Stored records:

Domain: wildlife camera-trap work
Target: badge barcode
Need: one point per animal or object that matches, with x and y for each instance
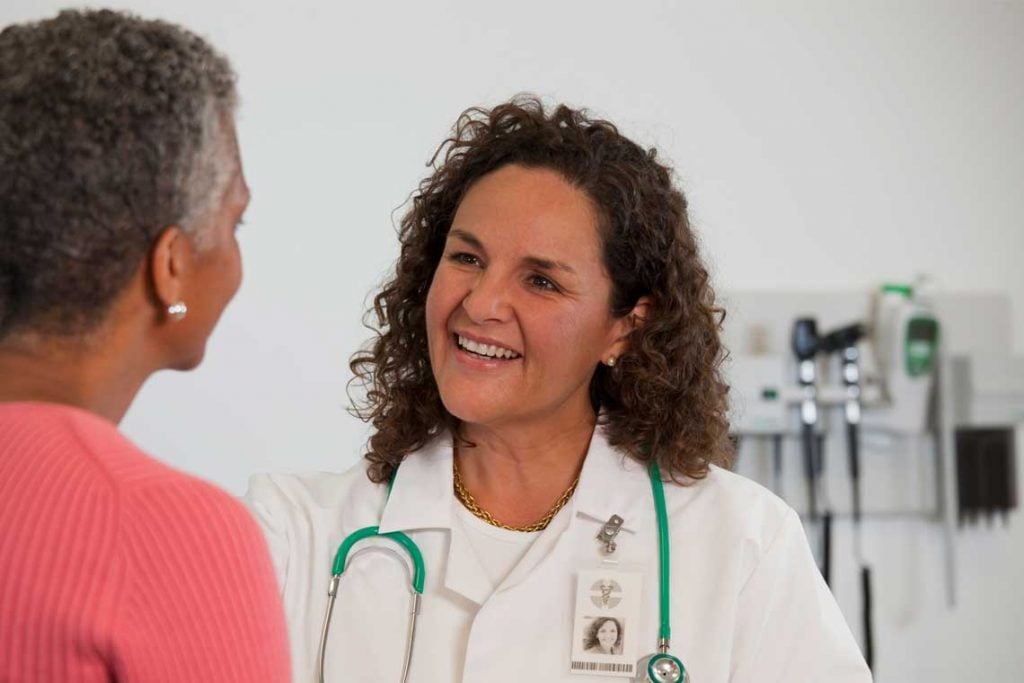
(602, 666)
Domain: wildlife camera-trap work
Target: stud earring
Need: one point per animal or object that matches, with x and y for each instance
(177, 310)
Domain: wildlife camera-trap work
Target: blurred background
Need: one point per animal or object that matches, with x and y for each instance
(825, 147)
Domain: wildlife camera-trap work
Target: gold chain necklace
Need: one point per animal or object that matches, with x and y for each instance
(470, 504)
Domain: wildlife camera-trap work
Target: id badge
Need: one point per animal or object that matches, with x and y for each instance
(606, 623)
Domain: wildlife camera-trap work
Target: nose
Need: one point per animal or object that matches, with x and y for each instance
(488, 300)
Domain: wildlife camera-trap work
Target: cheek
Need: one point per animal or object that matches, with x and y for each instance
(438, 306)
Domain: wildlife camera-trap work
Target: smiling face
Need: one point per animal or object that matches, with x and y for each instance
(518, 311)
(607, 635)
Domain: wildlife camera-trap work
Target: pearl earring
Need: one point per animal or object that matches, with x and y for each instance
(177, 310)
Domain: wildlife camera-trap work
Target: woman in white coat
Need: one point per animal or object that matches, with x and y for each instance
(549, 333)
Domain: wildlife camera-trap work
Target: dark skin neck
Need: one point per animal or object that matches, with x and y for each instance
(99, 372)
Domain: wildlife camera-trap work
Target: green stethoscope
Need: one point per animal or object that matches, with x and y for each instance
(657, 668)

---

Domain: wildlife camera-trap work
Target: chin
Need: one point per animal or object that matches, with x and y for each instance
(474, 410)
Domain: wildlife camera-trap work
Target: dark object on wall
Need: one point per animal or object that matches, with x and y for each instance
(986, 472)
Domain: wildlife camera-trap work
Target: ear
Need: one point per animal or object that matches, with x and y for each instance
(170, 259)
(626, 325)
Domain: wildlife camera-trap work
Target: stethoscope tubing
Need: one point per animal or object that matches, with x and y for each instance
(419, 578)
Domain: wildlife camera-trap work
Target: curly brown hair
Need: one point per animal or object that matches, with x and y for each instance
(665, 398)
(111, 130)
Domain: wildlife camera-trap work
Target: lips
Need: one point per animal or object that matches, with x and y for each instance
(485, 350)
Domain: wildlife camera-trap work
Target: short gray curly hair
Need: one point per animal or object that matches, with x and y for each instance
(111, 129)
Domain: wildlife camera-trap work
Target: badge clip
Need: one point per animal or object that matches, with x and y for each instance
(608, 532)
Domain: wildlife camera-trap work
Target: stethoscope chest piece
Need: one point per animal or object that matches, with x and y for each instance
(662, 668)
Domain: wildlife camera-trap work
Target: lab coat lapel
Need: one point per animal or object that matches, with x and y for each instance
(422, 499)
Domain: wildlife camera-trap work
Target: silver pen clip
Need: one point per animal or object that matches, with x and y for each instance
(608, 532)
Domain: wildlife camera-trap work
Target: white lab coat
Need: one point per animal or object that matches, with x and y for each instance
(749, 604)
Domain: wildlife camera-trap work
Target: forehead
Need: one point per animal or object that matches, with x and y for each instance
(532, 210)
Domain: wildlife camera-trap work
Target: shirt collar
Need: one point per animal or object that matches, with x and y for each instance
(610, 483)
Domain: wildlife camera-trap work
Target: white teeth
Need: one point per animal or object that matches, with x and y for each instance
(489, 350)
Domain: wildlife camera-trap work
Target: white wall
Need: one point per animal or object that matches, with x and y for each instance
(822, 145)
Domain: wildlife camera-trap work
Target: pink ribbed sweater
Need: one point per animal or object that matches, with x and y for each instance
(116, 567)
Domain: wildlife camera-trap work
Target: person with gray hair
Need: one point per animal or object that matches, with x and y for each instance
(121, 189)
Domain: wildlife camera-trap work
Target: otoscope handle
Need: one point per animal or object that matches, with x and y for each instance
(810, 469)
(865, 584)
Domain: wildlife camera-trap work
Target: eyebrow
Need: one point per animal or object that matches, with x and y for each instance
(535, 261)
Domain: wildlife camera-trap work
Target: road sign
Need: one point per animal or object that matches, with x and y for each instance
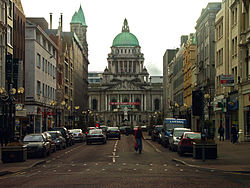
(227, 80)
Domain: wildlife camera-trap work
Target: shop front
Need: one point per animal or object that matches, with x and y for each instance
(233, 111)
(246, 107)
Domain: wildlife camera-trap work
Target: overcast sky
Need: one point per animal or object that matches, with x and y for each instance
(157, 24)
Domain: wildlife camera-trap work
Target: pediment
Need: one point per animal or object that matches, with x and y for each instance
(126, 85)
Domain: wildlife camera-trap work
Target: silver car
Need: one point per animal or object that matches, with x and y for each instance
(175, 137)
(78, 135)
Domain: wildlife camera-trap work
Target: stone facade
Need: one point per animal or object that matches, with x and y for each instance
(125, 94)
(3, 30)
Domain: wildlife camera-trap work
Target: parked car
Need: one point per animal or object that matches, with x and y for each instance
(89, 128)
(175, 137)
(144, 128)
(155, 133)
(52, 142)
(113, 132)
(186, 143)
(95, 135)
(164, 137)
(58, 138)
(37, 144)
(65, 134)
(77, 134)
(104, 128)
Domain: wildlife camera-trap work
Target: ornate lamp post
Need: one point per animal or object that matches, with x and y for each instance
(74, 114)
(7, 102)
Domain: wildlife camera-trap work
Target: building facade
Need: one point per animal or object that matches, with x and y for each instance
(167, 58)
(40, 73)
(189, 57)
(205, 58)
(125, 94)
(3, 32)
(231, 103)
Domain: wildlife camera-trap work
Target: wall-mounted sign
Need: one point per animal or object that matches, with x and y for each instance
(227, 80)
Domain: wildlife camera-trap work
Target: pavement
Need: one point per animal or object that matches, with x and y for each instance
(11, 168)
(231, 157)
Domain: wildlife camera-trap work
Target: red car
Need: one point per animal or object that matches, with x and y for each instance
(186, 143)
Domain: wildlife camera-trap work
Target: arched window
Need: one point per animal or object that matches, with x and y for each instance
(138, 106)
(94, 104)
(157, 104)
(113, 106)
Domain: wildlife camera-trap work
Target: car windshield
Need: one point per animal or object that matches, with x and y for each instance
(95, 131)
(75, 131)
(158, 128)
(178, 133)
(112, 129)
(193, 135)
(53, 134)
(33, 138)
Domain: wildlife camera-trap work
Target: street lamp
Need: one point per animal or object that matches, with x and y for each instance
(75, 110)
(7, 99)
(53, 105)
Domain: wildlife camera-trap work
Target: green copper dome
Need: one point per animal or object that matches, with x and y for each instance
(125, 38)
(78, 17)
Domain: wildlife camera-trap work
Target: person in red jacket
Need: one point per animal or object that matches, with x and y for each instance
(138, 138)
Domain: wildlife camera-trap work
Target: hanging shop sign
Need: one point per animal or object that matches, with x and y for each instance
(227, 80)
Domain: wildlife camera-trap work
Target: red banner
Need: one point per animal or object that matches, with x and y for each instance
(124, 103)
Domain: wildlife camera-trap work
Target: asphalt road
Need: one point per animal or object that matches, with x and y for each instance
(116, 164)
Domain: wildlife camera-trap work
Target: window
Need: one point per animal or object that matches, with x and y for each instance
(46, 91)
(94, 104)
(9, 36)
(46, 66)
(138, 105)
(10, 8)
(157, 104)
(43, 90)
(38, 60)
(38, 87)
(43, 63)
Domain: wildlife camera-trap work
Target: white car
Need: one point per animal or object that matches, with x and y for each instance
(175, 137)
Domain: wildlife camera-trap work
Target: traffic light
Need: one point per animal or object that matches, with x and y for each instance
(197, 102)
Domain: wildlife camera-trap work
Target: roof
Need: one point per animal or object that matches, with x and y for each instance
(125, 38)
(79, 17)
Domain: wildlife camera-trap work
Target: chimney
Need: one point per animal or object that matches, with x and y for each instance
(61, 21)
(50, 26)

PROBLEM STATEMENT: Every line from the data above that contains "person" must appear in the answer.

WRITTEN RESPONSE:
Target: person with gray hair
Target: person in red jacket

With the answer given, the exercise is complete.